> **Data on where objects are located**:

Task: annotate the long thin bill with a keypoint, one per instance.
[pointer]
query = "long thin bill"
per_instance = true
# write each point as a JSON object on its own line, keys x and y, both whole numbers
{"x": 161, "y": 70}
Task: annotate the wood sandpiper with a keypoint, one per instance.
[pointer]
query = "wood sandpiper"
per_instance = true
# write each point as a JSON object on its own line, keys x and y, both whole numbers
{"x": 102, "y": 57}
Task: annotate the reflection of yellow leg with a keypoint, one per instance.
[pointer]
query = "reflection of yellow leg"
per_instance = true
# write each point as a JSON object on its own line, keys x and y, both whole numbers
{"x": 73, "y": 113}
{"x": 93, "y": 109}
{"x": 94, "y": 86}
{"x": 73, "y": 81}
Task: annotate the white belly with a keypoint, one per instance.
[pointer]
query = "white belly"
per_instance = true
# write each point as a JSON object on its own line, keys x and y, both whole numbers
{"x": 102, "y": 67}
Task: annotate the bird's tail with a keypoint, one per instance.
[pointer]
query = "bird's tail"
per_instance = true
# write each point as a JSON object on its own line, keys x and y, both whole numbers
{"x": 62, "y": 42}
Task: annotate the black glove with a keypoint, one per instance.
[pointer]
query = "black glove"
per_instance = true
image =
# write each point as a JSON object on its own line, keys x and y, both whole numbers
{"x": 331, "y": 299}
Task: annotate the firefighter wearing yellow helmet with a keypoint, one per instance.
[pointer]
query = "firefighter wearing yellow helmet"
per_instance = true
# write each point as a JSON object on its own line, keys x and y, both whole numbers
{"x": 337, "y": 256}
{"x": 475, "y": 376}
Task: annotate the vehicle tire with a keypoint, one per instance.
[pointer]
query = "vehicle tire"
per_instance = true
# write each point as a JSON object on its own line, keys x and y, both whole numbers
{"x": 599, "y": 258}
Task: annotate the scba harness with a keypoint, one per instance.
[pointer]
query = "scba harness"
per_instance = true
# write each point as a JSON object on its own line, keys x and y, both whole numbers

> **Set task**: Rewrite all of the data above, replacing every instance of "annotate" with "mark" and leaving everything else unchanged.

> **Solution for this problem**:
Task: mark the long thin bill with a keypoint, one per instance.
[pointer]
query = "long thin bill"
per_instance = true
# write each point as a JSON object on its own line, keys x and y, both whole numbers
{"x": 161, "y": 70}
Task: mark the wood sandpiper with a keypoint, one per instance.
[pointer]
query = "wood sandpiper"
per_instance = true
# write each point as a JSON object on its own line, keys x and y, both whole numbers
{"x": 102, "y": 57}
Task: mark the reflection of yellow leg with a keypoint, one per instance.
[pointer]
query = "reflection of yellow leg"
per_instance = true
# write each point as a JSON object on its own line, keys x and y, both whole numbers
{"x": 73, "y": 113}
{"x": 93, "y": 109}
{"x": 94, "y": 86}
{"x": 73, "y": 81}
Task: mark the white belly with a keypoint, one per instance.
[pointer]
query = "white belly"
per_instance = true
# write each point as a JSON object on its own line, keys x and y, both whole numbers
{"x": 102, "y": 67}
Task: mark the bird's tail with a keypoint, one per instance.
[pointer]
query = "bird's tail"
per_instance = true
# write each point as a JSON object on its own line, keys x and y, both whole numbers
{"x": 62, "y": 42}
Task: mark the black glove with a keypoint, one per instance.
[pointer]
query = "black glove"
per_instance = true
image =
# write each point as a JSON object on its own line, keys x and y, both whole numbers
{"x": 331, "y": 299}
Task: mark the firefighter wearing yellow helmet with a keypoint, one per instance.
[pointer]
query = "firefighter wearing yellow helmet"
per_instance = true
# write each point as a JSON object on its own line, keys x and y, both whole numbers
{"x": 337, "y": 256}
{"x": 475, "y": 376}
Task: mark the vehicle tire with a keypoint, one per instance.
[pointer]
query = "vehicle tire"
per_instance = true
# write each point as a JSON object on its own line, keys x and y, both whole numbers
{"x": 599, "y": 258}
Task: mark the scba harness with a keypoint, one per instance.
[pointer]
query = "scba harness"
per_instance = true
# write each point as a JSON object on its own line, keys x and y, both whole numbers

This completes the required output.